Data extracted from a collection
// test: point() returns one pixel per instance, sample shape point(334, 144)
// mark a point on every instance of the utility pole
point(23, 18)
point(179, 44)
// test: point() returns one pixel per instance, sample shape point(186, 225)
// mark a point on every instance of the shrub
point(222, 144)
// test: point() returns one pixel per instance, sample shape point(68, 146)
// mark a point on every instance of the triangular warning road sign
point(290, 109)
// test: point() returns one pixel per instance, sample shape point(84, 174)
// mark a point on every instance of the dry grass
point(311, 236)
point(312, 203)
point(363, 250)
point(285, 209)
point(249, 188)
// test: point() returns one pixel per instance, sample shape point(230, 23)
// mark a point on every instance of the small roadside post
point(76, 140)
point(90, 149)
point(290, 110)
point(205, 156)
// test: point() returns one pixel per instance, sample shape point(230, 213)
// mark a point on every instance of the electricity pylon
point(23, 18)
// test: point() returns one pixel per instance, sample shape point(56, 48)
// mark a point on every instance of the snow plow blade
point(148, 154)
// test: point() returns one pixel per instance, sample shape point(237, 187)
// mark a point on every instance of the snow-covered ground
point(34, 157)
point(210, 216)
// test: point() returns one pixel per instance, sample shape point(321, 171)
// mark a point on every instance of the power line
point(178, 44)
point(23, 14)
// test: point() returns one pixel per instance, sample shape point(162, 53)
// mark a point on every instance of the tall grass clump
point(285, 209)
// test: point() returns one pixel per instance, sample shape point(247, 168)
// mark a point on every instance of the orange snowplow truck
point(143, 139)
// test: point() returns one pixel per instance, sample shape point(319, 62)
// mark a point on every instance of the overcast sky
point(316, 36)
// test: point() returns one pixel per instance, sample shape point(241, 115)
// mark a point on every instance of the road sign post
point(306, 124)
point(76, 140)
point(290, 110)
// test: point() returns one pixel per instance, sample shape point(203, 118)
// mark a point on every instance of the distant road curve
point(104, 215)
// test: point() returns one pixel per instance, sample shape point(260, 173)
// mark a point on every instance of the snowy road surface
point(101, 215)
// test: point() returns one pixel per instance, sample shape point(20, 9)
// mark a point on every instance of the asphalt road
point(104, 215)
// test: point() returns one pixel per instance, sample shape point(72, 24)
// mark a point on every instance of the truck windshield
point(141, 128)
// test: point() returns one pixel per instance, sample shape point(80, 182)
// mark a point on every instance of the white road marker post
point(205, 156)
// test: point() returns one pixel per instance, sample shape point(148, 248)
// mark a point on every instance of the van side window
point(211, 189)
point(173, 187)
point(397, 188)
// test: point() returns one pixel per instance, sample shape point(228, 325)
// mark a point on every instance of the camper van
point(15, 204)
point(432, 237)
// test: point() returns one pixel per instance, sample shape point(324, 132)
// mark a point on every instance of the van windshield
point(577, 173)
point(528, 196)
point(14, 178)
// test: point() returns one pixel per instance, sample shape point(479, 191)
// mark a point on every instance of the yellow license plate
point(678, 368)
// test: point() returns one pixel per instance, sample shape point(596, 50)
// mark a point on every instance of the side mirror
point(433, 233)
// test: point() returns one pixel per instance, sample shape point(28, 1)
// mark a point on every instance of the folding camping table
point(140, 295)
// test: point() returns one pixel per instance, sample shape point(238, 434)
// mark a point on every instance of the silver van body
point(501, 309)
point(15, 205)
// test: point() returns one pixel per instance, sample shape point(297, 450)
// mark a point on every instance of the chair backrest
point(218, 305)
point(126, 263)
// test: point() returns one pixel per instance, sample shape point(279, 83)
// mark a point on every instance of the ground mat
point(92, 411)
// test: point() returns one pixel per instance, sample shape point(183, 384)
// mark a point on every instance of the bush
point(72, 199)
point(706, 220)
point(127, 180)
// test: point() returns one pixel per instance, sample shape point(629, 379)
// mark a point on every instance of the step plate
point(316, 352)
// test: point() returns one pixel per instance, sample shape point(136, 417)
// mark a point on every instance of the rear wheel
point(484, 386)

--- Description of the task ---
Reproduce the listing shown above in its entirety, exactly.

--- Correct result ---
// test: point() returns one pixel per instance, sample shape point(334, 144)
// mark a point on every instance of the utility pole
point(23, 18)
point(179, 44)
// test: point() returns one pixel per instance, sample shape point(186, 225)
// mark a point on every instance of the shrub
point(222, 144)
// test: point() returns one pixel per instance, sample shape point(68, 146)
// mark a point on every instance of the triangular warning road sign
point(290, 109)
// test: point() returns one pixel per instance, sample shape point(84, 174)
// mark a point on every instance of the dry grass
point(311, 236)
point(312, 203)
point(363, 250)
point(285, 209)
point(249, 188)
// test: point() returns one pixel per instance, sample shape point(230, 23)
// mark a point on every instance of the small roadside post
point(76, 140)
point(90, 149)
point(290, 110)
point(205, 156)
// test: point() returns one pixel per instance, sample shape point(230, 213)
// mark a point on every instance of the electricity pylon
point(23, 18)
// test: point() returns one pixel per instance, sample shape point(56, 48)
// mark a point on every instance of the snow plow blade
point(148, 154)
// test: point() returns one pixel per instance, sample shape point(237, 187)
// mark a point on every instance of the snow-covered ground
point(34, 157)
point(210, 216)
// test: point() returns one pixel per instance, sample shape point(321, 171)
// mark a point on every instance of the power line
point(178, 44)
point(23, 14)
// test: point() returns one pixel per instance, sample shape point(162, 53)
// mark a point on every instance of the tall grass clump
point(285, 209)
// test: point() returns one pixel per instance, sample shape point(247, 168)
// mark a point on every instance of the orange snowplow truck
point(143, 139)
// test: point() returns one pixel per instance, sample shape point(319, 62)
// mark a point on every instance of the overcast sky
point(316, 36)
// test: point() returns one pixel per instance, sample shape point(241, 115)
// mark a point on every instance of the road sign post
point(306, 124)
point(76, 140)
point(290, 110)
// test: point() returns one pixel per instance, sample shape point(203, 118)
// mark a point on every instance of the distant road curve
point(104, 215)
// test: point() returns one pixel per instance, sample shape point(260, 173)
// mark a point on every instance of the snowy road surface
point(101, 215)
// test: point() returns one pixel per instance, sample shape point(20, 9)
// mark a point on every instance of the asphalt road
point(104, 215)
// test: point() returns one pixel per instance, sample shape point(72, 24)
// mark a point on every instance of the truck windshield
point(141, 128)
// test: point() returns one pixel per instance, sample shape point(80, 182)
// mark a point on every instance of the white road marker post
point(205, 156)
// test: point() returns one pixel per instance, sample shape point(148, 248)
// mark a point on every instance of the van side window
point(211, 189)
point(173, 187)
point(397, 188)
// test: point() returns one pixel per instance, sample shape point(228, 325)
// mark a point on every instance of the camper van
point(15, 204)
point(432, 237)
// test: point() returns one pixel per instance, sample shape point(324, 132)
// mark a point on every instance of the van windshield
point(577, 173)
point(528, 196)
point(14, 178)
// test: point() returns one pixel per instance, sample shape point(479, 191)
// mark a point on every instance of the yellow license plate
point(678, 368)
// test: point() returns one pixel per instance, sample shape point(596, 50)
// mark a point on every instance of the side mirror
point(433, 233)
// test: point() returns one pixel per instance, sample shape point(28, 1)
// mark a point on every instance of the folding camping table
point(140, 295)
// test: point() returns one pixel per instance, sample shape point(238, 434)
// mark a point on every instance of the silver van body
point(501, 309)
point(15, 205)
// test: point() returns one pixel per instance, sample shape point(297, 450)
// mark a point on every instance of the chair backrest
point(218, 305)
point(126, 263)
// test: point() returns one pixel per instance, sample shape point(279, 83)
// mark a point on every instance of the ground mat
point(92, 411)
// test: point() returns one pixel per instance, sample shape point(183, 384)
// mark a point on every instance of the bush
point(72, 199)
point(706, 220)
point(127, 180)
// test: point() returns one pixel per instance, sample shape point(629, 379)
// mark a point on every instance of the step plate
point(316, 352)
// test: point() returns one pixel per instance, sample shape point(136, 417)
// mark a point on every instance of the rear wheel
point(484, 386)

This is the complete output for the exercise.